§ Request A
Translate this sentence from the Beyond Versailles workshop report into German: "Historians now look beyond great power diplomacy and metropolitan centres to explore how the world changed in 1919."
§ Request B
Write the next part of the report on the Beyond Versailles workshop, picking up after its last sentence.

-- Start Selected excerpt --

Beyond Versailles. Governance, Legitimacy, and the Formation of New Polities after the Great War

Beyond Versailles. Governance, Legitimacy, and the Formation of New Polities after the Great War

Organisatoren
Marcus M. Payk, Humboldt-Universität zu Berlin; Roberta Pergher, Indiana University Bloomington
Ort
Berlin
Land
Deutschland
Vom - Bis
21.05.2015 - 23.05.2015
Url der Konferenzwebsite
Von
Patrik Schmidt, Institut für Geschichtswissenschaften, Humboldt-Universität zu Berlin

Historians now look beyond great power diplomacy and metropolitan centres to explore how the world changed in 1919. The relatively recent upsurge in research on the transformation of international order after the First World War has considerably broadened our understanding of the truly global scope of this process. Ahead lies the challenge to further expand our historiographical outlook to grasp the consequences, evolving practises, local repercussions and contestations of this new global order. In order to find new and innovative ways to tackle this challenge, Roberta Pergher (Indiana University Bloomington) and Marcus Payk (Berlin) organised a workshop that met in Berlin from May 21–23 with support from the Fritz Thyssen Foundation, Indiana University Bloomington and HU Berlin’s Kosmos programme. Providing insights into ongoing research projects on the interwar period, the workshop covered a broad range of topics that included the administrative complexities of self-determination, the remaking of citizenship, the reconstruction of gender norms in international politics, the new ‘humanitarian’ rationale of colonial exploitation and the Catholic Church as a transnational actor in an age of national homogenisation.

-- End Selected excerpt --
-- Start Information supplied --

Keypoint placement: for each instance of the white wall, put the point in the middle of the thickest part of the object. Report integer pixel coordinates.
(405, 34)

-- End Information supplied --

§ Expected answer A
Historikerinnen und Historiker blicken heute über die Großmachtdiplomatie und die metropolitanen Zentren hinaus, um zu untersuchen, wie sich die Welt im Jahr 1919 veränderte.

§ Expected answer B
Starting with the first panel’s presentations, BRENDAN KARCH (Louisiana State) provided the workshop participants with an overview of his research on the 1921 plebiscite in Upper Silesia, which asked the local population to vote on whether it wanted the region to be part of Germany or the new Second Polish Republic. A closer look at the referendum’s result shows, Karch argued, that in a climate of economic and political insecurity, the vote did little to force more people into self-identifying primarily along ethnic division lines (rather than class or confession). JESSE KAUFFMAN (Eastern Michigan University) presented a research project in its early stages that also focuses on the heavily contested German-Polish border region in the years from 1919 to 1939. Through an analysis of the aggressive political-cum-scientific campaigns in both Poland and Germany that aimed to strengthen claims on these lands, Kauffman showed how inevitable the political language of national self-determination had become in the post-Versailles world. The ensuing discussion, chaired by VOLKER PROTT (Tübingen), explored the problematic consequences that the strong homogenising drive of self-determination created within an international system riddled with new and old insecurities.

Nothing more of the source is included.